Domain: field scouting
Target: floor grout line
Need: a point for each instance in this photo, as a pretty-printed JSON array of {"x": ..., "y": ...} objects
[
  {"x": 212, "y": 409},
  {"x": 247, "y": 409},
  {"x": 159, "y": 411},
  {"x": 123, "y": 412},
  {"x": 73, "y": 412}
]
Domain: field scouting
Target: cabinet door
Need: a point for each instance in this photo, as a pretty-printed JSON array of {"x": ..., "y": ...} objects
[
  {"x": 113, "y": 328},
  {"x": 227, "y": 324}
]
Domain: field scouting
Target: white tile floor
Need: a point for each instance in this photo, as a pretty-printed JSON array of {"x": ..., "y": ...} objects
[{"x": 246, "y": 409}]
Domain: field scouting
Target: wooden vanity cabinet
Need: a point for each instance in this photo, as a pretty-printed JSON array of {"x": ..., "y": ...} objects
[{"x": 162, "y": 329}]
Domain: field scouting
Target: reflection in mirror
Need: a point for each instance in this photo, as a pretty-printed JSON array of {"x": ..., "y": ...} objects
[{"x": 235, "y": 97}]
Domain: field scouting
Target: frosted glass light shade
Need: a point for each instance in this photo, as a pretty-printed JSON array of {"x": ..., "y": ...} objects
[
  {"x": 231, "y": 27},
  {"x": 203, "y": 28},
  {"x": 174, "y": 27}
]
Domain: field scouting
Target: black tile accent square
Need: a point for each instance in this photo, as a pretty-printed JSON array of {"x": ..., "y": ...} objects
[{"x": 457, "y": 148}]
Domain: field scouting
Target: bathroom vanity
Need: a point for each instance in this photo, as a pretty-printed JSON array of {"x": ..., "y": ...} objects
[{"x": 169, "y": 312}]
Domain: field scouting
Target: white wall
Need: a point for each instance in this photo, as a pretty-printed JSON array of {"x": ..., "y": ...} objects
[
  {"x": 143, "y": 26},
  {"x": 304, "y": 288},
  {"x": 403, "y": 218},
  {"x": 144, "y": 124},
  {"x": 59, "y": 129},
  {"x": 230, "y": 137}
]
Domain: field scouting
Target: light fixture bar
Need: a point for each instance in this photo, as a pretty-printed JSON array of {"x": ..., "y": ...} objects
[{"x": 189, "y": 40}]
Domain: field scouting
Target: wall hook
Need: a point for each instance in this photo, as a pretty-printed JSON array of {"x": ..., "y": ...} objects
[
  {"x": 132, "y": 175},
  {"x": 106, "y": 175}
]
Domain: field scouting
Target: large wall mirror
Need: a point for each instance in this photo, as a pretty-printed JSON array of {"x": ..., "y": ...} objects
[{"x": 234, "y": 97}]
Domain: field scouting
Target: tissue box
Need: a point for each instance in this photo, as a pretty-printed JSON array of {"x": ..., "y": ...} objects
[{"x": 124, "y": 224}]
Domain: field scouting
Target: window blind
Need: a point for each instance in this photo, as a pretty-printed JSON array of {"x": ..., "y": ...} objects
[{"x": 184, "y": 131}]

> **Problem statement**
Please show each line of the items above that contains the word "mirror". Only a case-sensitive match counts.

> **Completed exercise**
Target: reflection in mirror
Target: large wall mirror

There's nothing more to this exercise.